Task instructions:
Pull out every line with the word "grass" from the entries below.

== Input records ==

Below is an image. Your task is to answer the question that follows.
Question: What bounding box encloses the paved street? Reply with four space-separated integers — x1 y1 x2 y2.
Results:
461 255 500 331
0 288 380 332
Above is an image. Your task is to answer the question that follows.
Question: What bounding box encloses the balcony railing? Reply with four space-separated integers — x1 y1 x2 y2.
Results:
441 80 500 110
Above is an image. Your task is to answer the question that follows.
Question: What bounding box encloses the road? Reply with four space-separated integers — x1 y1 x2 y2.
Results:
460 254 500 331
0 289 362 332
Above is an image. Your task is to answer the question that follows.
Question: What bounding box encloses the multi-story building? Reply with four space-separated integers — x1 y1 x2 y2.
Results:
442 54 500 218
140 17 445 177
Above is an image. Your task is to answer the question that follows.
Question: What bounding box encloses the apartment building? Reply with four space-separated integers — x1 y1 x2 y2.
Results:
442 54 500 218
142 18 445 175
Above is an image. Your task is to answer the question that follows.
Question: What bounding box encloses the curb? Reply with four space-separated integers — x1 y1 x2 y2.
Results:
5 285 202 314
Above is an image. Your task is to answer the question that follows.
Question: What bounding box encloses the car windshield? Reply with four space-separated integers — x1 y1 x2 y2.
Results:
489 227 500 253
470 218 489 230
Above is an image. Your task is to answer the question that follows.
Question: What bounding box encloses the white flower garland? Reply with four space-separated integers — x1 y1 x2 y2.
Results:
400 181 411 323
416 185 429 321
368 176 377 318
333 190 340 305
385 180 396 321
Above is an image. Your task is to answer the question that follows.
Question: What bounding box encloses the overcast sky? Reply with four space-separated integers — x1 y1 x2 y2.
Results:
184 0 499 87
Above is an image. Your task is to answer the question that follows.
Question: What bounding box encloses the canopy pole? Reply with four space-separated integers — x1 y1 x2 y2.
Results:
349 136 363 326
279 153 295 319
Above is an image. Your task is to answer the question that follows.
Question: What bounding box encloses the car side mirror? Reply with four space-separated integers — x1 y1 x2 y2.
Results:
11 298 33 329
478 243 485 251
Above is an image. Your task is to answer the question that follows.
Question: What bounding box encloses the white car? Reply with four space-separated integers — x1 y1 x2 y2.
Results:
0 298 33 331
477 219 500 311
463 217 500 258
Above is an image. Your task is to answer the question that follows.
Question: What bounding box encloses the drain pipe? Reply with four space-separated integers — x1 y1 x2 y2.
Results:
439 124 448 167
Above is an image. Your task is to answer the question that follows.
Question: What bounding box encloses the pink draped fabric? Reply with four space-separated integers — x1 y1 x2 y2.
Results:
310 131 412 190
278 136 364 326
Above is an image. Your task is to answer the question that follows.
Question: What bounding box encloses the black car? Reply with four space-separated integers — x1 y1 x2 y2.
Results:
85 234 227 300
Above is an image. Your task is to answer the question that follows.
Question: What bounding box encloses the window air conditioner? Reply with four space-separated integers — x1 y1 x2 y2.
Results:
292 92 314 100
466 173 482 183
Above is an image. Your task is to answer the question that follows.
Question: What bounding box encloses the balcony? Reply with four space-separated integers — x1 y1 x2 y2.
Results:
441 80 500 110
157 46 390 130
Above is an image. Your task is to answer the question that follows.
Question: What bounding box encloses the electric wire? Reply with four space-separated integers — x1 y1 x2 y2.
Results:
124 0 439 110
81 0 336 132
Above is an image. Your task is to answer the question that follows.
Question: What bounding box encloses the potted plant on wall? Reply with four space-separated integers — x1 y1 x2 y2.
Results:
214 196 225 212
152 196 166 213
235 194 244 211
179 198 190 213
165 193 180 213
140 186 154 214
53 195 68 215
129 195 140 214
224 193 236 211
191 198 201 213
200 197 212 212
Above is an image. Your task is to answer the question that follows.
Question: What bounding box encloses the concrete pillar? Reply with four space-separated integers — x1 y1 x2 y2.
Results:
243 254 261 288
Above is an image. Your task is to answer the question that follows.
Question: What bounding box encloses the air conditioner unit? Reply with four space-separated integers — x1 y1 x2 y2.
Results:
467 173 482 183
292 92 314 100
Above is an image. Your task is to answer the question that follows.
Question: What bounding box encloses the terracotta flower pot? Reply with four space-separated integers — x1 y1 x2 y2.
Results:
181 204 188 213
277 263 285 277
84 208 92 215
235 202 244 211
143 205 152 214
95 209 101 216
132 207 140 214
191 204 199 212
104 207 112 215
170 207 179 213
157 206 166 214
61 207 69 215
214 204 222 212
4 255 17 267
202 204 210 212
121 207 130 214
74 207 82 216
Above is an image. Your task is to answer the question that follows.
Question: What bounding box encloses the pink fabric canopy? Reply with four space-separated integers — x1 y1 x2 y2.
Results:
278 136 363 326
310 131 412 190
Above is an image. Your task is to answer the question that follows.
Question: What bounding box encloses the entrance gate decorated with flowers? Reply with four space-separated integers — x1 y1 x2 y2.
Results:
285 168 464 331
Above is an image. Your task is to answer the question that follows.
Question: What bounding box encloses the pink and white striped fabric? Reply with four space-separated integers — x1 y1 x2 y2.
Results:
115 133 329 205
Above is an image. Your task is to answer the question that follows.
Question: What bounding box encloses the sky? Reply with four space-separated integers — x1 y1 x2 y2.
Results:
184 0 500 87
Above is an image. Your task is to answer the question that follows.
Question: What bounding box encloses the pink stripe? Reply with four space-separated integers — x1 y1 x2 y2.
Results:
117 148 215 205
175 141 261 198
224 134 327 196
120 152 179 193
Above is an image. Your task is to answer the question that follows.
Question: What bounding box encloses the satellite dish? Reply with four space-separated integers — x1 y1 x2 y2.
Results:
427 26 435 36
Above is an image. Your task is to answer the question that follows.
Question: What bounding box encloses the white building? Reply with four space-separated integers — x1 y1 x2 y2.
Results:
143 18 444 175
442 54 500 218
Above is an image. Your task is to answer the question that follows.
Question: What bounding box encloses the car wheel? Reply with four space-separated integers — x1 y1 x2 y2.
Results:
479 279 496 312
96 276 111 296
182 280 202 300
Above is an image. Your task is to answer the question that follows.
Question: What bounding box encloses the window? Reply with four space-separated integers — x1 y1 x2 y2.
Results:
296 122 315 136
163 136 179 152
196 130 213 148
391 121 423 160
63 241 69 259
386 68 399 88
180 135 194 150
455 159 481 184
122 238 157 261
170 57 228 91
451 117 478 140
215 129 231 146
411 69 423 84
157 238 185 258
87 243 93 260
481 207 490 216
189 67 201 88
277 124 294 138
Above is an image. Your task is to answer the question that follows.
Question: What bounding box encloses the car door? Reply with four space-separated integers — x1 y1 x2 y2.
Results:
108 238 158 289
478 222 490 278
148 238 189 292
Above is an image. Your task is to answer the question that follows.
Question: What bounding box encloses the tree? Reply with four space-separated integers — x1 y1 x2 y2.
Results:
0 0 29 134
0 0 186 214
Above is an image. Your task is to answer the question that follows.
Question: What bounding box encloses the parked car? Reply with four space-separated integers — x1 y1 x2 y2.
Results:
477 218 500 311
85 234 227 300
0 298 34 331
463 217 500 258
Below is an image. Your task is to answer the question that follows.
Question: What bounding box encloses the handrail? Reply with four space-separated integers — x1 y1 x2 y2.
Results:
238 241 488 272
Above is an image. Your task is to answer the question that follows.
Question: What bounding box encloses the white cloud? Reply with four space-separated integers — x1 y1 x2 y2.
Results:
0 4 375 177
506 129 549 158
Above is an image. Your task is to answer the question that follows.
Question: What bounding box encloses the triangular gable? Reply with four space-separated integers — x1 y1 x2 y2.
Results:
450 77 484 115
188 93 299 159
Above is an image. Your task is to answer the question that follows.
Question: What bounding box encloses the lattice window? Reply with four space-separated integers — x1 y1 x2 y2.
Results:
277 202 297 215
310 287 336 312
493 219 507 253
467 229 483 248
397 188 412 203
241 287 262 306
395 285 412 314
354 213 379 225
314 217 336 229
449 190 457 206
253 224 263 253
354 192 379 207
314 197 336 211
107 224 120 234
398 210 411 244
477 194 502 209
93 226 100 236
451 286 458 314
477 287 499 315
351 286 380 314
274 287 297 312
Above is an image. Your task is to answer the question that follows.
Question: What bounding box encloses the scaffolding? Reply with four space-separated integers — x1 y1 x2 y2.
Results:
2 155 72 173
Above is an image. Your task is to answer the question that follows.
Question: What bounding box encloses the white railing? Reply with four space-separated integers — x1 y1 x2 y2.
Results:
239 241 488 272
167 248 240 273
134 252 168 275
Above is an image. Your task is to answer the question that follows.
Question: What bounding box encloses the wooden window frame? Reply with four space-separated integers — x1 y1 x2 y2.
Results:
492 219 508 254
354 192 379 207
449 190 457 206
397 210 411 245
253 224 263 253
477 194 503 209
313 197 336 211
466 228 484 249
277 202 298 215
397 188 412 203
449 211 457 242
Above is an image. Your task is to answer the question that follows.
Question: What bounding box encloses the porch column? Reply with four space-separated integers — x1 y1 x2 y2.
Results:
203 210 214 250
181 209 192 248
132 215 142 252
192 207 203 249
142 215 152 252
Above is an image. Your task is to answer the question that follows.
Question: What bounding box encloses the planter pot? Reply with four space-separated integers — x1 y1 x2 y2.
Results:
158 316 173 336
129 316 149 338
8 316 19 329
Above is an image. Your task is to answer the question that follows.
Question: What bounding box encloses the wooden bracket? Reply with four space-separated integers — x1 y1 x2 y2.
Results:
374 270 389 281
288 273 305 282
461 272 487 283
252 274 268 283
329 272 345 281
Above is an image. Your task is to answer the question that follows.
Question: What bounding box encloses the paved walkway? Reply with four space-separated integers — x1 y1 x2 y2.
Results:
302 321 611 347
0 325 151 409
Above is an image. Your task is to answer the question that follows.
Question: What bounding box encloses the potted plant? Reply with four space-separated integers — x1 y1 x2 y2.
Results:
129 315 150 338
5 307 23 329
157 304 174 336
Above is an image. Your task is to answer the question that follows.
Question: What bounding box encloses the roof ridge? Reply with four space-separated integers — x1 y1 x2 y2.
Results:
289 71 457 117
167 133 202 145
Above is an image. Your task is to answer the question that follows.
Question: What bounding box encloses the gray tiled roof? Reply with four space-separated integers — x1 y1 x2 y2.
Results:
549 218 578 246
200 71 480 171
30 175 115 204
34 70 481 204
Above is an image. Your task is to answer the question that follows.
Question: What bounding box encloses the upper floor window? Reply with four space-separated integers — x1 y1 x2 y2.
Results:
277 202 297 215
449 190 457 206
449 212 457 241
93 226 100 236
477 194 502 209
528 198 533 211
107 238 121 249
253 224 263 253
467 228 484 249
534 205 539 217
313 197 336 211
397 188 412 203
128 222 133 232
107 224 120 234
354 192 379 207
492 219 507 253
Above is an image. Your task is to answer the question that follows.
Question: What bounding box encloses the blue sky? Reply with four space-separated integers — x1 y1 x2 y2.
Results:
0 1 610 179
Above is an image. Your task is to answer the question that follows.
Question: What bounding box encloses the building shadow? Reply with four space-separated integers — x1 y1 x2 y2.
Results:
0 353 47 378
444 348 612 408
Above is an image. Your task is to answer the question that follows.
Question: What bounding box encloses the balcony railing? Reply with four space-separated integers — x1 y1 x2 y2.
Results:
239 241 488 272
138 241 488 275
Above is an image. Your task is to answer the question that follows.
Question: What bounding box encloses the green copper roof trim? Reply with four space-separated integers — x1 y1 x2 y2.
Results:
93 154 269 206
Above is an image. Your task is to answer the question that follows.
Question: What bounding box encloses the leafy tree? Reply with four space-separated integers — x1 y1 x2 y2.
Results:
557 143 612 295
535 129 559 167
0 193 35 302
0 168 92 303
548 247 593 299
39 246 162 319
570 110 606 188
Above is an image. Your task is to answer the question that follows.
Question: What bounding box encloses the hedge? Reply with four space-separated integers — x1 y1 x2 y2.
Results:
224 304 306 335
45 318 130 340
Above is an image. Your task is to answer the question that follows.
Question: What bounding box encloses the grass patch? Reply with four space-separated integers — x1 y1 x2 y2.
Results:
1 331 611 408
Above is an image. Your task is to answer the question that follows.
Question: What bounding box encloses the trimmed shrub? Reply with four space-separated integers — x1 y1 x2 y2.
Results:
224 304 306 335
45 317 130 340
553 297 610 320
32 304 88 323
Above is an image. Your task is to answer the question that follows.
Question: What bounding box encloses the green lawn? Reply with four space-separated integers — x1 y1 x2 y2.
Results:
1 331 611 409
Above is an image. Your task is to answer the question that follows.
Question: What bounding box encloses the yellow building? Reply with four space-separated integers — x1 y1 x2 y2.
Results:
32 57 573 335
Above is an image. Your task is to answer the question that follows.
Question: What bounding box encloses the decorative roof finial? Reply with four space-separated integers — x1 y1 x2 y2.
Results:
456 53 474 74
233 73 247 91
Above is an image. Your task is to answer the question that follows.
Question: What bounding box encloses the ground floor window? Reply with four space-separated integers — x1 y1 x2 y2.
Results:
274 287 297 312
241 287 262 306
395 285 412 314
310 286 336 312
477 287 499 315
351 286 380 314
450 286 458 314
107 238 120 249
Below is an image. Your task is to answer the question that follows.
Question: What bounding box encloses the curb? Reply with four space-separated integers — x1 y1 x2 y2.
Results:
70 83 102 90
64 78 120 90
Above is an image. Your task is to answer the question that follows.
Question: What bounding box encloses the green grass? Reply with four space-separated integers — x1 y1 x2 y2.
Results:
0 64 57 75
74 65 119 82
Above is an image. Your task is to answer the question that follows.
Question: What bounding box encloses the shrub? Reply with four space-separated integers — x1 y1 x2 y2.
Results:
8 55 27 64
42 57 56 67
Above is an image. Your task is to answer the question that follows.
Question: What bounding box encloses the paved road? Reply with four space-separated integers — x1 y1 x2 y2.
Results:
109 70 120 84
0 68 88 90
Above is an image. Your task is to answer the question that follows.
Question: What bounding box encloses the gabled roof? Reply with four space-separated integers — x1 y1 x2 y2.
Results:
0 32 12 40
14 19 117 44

===

Output:
Question: What bounding box encloses the grass patch? Reply with four space-separated integers — x1 y1 x2 y2.
Question: What bounding box encloses the green grass? Reply with four space-separated integers — x1 y1 x2 y2.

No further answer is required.